> **Exercise objective**: Quote each of the following entries word for word.

> **Information given**:
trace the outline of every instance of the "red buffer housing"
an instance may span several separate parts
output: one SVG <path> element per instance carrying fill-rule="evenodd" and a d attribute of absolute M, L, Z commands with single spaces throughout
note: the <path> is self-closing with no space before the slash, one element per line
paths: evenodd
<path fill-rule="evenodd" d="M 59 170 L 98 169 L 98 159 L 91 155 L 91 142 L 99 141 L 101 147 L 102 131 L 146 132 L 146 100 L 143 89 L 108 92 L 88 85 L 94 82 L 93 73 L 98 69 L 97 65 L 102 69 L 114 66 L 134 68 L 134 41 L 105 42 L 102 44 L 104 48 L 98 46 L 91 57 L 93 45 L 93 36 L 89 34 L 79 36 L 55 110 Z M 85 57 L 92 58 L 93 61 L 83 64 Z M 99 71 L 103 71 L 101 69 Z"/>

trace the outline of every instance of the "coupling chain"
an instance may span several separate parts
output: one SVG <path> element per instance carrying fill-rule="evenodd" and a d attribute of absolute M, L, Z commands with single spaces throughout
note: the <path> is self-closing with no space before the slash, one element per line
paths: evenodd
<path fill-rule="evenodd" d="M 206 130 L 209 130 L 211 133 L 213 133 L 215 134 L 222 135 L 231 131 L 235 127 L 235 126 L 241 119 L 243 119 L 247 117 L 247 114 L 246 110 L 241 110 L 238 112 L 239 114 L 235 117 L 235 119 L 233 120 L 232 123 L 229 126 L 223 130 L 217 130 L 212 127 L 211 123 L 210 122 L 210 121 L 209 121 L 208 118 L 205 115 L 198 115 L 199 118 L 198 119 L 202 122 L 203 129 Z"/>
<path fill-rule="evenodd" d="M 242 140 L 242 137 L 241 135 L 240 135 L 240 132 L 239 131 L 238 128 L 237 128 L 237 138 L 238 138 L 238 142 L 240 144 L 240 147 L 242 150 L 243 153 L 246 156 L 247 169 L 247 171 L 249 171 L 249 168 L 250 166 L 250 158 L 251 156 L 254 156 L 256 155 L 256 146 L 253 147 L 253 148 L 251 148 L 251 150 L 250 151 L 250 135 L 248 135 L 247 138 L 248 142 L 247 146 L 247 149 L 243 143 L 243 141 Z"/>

> **Final answer**:
trace the outline of every instance of the "red buffer housing"
an instance may span several separate parts
output: one SVG <path> element per instance carrying fill-rule="evenodd" and a d attribute of absolute M, L, Z commands with single spaces throughout
note: the <path> is self-closing with no space before the slash, one element per line
paths: evenodd
<path fill-rule="evenodd" d="M 59 170 L 98 169 L 98 159 L 91 155 L 91 142 L 99 141 L 101 147 L 102 131 L 146 132 L 146 100 L 143 89 L 108 92 L 88 85 L 94 82 L 93 73 L 98 69 L 97 65 L 102 69 L 114 66 L 134 68 L 134 41 L 105 42 L 102 44 L 104 48 L 98 46 L 91 57 L 93 45 L 93 36 L 89 34 L 79 36 L 55 110 Z M 85 57 L 92 58 L 93 61 L 83 64 Z M 99 71 L 103 71 L 101 69 Z"/>

trace the outline of every instance of the "coupling chain"
an instance may span several separate parts
output: one SVG <path> element per instance carrying fill-rule="evenodd" and a d attribute of absolute M, L, Z commands with single spaces throughout
note: the <path> is self-closing with no space before the slash, one element per line
paths: evenodd
<path fill-rule="evenodd" d="M 206 130 L 209 130 L 211 133 L 213 133 L 215 134 L 222 135 L 231 131 L 235 127 L 235 126 L 241 119 L 243 119 L 247 117 L 247 114 L 246 110 L 241 110 L 238 112 L 239 114 L 235 117 L 235 119 L 233 120 L 232 123 L 229 126 L 223 130 L 217 130 L 212 127 L 211 123 L 210 122 L 210 121 L 209 121 L 208 118 L 205 115 L 198 115 L 199 118 L 198 119 L 202 122 L 203 129 Z"/>
<path fill-rule="evenodd" d="M 242 140 L 242 137 L 241 135 L 240 135 L 240 132 L 239 131 L 238 128 L 237 128 L 237 138 L 238 138 L 238 142 L 240 144 L 240 147 L 242 150 L 243 153 L 246 156 L 247 169 L 247 171 L 249 171 L 249 168 L 250 166 L 250 158 L 251 156 L 254 156 L 256 155 L 256 146 L 253 147 L 253 148 L 251 148 L 251 150 L 250 151 L 250 135 L 248 135 L 247 138 L 248 142 L 247 146 L 247 149 L 243 143 L 243 141 Z"/>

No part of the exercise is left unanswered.